# Your goal:
Reproduce each entry exactly as it reads. Leave the images out.
··········
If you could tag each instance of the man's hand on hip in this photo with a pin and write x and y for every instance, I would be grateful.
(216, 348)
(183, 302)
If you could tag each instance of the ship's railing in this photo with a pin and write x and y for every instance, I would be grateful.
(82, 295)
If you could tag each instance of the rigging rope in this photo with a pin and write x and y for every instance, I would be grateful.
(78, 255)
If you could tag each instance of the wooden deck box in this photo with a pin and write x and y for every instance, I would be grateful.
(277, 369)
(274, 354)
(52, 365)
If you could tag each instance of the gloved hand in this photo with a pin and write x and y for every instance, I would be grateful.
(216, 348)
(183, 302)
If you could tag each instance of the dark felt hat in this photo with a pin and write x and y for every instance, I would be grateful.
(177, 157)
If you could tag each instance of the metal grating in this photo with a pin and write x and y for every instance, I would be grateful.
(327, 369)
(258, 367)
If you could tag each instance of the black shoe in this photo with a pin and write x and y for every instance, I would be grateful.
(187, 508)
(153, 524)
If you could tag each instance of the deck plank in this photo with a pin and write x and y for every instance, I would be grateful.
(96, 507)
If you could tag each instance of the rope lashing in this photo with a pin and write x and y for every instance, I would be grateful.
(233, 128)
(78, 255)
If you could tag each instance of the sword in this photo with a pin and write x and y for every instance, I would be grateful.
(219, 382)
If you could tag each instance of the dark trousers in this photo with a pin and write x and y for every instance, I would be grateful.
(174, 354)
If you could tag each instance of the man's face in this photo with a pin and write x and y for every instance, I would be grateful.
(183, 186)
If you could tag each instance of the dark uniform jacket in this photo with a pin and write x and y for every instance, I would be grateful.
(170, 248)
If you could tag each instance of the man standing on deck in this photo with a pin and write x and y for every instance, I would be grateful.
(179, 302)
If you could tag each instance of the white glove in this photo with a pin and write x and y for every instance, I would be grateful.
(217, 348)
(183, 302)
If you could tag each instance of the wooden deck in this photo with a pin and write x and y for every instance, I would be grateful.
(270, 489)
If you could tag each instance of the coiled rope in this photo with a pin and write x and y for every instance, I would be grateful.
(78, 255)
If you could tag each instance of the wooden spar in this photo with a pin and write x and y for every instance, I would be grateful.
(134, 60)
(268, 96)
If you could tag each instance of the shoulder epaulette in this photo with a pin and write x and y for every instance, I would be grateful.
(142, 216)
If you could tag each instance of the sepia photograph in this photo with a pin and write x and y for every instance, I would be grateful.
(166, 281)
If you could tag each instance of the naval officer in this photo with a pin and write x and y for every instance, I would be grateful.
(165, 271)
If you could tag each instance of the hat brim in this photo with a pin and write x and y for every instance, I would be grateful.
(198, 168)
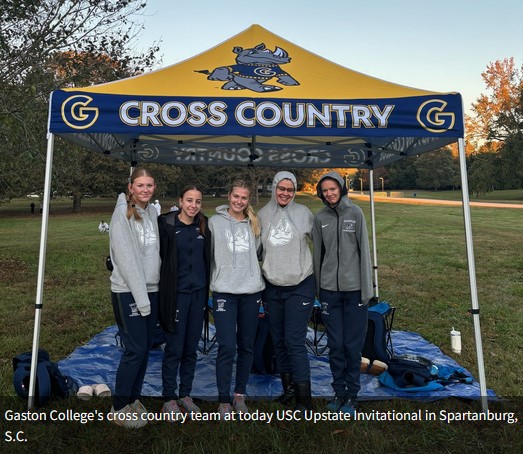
··········
# Answer area:
If you could tag each instance of the man's hand on hip in this photo with a pin and write x and y for every instance, I would be grateful.
(216, 348)
(183, 302)
If you could tag each instance of the ship's railing in this photo with a pin and write x and y for every instance, I would be grateful.
(82, 295)
If you could tag each instance of the rigging rope in this photo with a pin and write x and y for every instance, I would be grateful.
(78, 255)
If you could tag each instance of the wooden deck box in this photo with a pin and write x and y for every instance, I would be grateful.
(277, 369)
(274, 354)
(52, 365)
If you could tag each instance of the gloved hand in this photo with a pin and write x and y for every instance, I would be grateful.
(216, 348)
(183, 302)
If you could tag each instance of the dark felt hat in this photo with a pin and write x and y for every instance, I would be grateful.
(177, 157)
If you could tag each instance of the metal grating in this photo with a pin and write x and y for every instance, I would be grateful.
(327, 369)
(258, 367)
If you could tag each instance of the black shoe in this photo with a pin and write x and y for every instance, I would be grateful.
(187, 508)
(153, 524)
If you could tag each instance of the deck plank in this photo with a pin and write x and y for every instance, I would be grateful.
(96, 507)
If you could tag each instance of the rope lashing in this photo with a pin and write x and y for every instance, I would be grateful.
(233, 128)
(78, 255)
If you could tag each instance of the sword in this photo with a pin and write x and y for every instance, I would be grateful.
(219, 382)
If you could tag each instance of the dark trousers in this photo with a pin and write x and y for every instance, I would be grateful.
(174, 354)
If you could tag each instance of the man's face in this photo with a pin and write x and y for every instance, I would be grateful.
(183, 186)
If you could tag each instance of the dark uniform jacket in this photo with a pin and write x and y for every instance, I would be grateful.
(170, 248)
If you could tag each instance of the man standing on deck in this photo with a pin and write x and y for every instance, I would be grateful.
(179, 302)
If you could tag each instance of the white glove in this photo with a pin and write x and y for every instance, I would be grateful.
(217, 348)
(183, 302)
If you could tag each instance of the wooden deck in this photo with a pin and write x and y for every instance, I would be grateful.
(270, 489)
If you could tag each instance of the coiled rope in this photo with a pin and write x and y for every instance, I would be grateful.
(78, 255)
If you could tag each instance of the wooden spar in this photo with a pin and write x and y for every instance, I would be grateful.
(134, 60)
(268, 96)
If you could tag each instance of the shoulder epaulette in this photo with a pin and write x and y for every instance, I would be grateful.
(142, 216)
If you could tag each instance of the sepia photograph in this photo with a pin and write x and y for every instance, I would be grateful.
(166, 281)
If you could tag each instance of the naval officer in this photo with a pin and write x and y for every instance, I would be grateful.
(165, 271)
If you could tag each instance of the hat brim in this photo with a pin and write x and y for every instance, I would be grateful.
(198, 168)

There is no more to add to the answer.